Excerpt |
Voters scurried in from the wind and left relatively quickly as well, aided by an efficient set-up and a short ballot.

According to the Secretary of State’s office, 13,453 people in Santa Fe County had cast ballots as of 9 am, including: 10,274 voting early in person; 2,193 voting absentee; and 986 so far on Election Day. Election officials were unable to provide a roundup for just city voters—of which there are approximately 60,000—at press time. Santa Fe County has close to 108,000 registered voters.

On his way in to vote, Ricardo Roybal said he’d be voting for City Councilor JoAnne Vigil Coppler for mayor and didn’t plan to rank the candidates because “I don’t want to give anyone else a chance.” Vigil Coppler had won his vote in part, he said, because he is friends with her parents. As for the city itself: “I’ve been unhappy with the city for years because there’s a lack of interest in basic services.”

Another Vigil Coppler supporter, Damian Lujan, said he was voting for her because “it’s time to get our city back” and he didn’t like the way Webber had handled cultural issues, such as last year’s toppling of the obelisk on the Plaza. He was not planning to rank the candidates.

“I just don’t feel it’s necessary,” Lujan said. “I think: one vote, for one candidate. I’m old school.”

Those who choose not to rank the votes receive a message as they feed their ballots into the machine. As one woman encountered said message, poll worker Bob Anderson explained to her it was just checking to see if she intended to not rank the candidates and, if so, she just had to press a choice to cast her ballot.

Overall, he said, ranked choice voting had appeared to be the only unpopular aspect for voters this year. Many he had encountered said “they just want to vote for one person,” he said, although Anderson noted that the system was easy enough for those voters, too: “If you don’t want to rank, you don’t have to,” he said. “You can just override and cast your ballot.”

Task requirements |
Transcribe the part of the Santa Fe voting excerpt starting at "Those who choose" and ending at "cast her ballot.". The material that comes next is separate from this news excerpt about voting in Santa Fe.

Material supplied |
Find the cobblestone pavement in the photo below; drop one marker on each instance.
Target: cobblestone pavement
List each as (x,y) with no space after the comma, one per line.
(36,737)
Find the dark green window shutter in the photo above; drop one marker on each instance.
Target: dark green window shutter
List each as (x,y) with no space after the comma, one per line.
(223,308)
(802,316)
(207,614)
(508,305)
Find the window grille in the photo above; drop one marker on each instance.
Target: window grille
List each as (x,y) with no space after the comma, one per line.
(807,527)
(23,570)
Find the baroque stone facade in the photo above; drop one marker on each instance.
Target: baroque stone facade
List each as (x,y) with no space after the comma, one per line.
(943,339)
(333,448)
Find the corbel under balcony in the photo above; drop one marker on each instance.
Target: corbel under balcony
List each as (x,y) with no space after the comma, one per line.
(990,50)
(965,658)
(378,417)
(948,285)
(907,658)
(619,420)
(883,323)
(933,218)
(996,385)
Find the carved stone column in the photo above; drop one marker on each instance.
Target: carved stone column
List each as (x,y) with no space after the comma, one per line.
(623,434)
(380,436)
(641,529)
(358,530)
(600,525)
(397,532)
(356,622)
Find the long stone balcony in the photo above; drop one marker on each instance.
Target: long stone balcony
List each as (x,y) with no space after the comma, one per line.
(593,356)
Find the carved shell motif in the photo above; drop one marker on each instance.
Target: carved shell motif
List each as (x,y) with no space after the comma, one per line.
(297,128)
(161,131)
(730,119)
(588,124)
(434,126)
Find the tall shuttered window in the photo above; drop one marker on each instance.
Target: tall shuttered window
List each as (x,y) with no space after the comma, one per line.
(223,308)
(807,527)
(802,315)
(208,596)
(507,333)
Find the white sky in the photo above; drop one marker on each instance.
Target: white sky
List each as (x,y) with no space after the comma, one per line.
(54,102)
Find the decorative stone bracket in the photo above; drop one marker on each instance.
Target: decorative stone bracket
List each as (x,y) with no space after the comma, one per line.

Expected answer |
Those who choose not to rank the votes receive a message as they feed their ballots into the machine. As one woman encountered said message, poll worker Bob Anderson explained to her it was just checking to see if she intended to not rank the candidates and, if so, she just had to press a choice to cast her ballot.